TASK DESCRIPTION :: Count the lines of the records below that contain the word "every", where capitalization must match, and give only that number.
======== GIVEN DATA
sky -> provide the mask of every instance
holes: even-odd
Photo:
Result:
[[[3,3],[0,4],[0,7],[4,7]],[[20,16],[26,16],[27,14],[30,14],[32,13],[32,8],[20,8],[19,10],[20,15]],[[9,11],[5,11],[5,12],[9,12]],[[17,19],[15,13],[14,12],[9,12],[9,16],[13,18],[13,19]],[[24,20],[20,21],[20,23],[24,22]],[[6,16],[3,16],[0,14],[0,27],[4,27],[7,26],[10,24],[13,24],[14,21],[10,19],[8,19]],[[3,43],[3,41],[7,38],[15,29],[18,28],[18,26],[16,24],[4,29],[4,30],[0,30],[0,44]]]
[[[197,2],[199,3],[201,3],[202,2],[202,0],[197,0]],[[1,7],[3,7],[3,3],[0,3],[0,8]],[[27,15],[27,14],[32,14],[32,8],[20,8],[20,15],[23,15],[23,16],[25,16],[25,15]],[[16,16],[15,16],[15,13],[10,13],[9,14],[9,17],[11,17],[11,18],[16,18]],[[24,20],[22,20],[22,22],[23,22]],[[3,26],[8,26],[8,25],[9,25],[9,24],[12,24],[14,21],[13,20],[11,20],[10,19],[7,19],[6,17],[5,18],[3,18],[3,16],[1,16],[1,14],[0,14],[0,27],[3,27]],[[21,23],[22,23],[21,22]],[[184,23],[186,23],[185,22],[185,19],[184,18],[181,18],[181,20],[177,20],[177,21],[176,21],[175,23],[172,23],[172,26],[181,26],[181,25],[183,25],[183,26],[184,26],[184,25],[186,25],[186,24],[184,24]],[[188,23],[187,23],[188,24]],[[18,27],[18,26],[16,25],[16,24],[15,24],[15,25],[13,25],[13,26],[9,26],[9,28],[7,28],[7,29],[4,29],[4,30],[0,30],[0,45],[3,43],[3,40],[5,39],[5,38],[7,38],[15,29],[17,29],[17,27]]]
================
======== GIVEN DATA
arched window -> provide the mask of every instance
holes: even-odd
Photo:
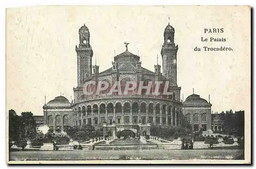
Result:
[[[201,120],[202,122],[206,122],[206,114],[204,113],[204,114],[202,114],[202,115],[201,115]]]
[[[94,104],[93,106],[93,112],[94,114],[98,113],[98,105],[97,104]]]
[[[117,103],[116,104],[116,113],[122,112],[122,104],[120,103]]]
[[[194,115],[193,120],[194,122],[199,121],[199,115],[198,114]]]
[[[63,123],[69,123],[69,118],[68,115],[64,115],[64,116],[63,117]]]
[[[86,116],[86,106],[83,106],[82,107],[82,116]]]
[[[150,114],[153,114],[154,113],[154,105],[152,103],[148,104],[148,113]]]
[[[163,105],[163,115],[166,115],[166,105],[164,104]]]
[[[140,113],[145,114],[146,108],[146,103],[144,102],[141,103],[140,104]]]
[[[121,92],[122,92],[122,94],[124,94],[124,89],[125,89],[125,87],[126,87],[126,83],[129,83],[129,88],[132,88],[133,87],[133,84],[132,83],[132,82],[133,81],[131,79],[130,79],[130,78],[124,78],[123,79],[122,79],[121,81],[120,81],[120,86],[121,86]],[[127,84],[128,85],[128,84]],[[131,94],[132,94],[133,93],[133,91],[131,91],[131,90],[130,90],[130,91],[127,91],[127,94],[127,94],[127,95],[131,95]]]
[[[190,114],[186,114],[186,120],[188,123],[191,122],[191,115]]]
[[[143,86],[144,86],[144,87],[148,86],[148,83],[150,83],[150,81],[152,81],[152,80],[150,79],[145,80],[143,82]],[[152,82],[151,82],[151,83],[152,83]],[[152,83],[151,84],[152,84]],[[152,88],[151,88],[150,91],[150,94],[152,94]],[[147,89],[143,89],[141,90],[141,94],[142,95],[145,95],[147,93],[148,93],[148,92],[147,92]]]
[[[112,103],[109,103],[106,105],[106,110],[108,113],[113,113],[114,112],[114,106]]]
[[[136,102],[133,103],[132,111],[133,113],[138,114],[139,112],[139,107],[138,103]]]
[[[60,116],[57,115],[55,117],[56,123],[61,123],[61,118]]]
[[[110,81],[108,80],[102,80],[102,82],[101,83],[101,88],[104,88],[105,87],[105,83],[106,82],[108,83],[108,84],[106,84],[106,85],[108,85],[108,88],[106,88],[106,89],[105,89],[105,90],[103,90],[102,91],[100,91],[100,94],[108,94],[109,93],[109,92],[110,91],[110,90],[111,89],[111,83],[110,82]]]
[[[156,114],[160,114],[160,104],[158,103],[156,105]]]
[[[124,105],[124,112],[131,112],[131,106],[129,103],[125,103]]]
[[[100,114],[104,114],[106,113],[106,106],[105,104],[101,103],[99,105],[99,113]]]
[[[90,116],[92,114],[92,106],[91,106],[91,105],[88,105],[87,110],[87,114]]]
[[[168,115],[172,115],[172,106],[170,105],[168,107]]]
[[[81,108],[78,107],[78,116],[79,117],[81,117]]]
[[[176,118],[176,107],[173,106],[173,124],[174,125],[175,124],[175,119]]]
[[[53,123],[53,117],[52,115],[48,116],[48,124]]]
================
======== GIVEN DATA
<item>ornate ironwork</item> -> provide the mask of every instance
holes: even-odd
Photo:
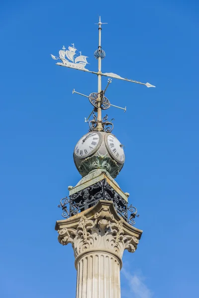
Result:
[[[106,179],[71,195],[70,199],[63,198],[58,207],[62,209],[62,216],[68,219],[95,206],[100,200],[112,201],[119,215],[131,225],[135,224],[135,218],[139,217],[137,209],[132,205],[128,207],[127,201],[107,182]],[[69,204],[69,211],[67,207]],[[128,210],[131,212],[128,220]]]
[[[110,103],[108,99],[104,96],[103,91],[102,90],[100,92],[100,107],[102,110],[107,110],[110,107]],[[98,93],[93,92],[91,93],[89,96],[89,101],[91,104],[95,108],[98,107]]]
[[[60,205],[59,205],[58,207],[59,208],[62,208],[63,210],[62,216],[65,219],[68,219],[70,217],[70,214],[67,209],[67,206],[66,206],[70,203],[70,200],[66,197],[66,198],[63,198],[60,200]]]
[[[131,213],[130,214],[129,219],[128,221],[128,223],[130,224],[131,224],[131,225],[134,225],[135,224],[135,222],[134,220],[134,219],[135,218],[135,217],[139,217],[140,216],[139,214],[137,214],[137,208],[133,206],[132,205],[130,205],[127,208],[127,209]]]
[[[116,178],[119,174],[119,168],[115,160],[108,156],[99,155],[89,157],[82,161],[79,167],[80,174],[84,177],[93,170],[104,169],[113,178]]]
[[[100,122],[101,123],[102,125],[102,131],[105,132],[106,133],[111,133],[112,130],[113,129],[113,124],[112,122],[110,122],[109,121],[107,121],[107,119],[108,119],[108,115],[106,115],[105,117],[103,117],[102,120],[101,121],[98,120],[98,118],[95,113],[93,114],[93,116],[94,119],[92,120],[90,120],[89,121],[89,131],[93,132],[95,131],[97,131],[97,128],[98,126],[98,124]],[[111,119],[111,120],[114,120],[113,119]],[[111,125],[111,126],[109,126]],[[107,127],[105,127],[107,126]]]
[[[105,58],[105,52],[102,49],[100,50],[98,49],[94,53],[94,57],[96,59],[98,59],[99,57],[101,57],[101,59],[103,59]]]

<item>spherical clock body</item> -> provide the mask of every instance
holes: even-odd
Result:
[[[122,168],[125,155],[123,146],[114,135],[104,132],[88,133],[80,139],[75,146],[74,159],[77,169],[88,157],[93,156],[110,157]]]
================
RESPONSE TO THIS TASK :: 4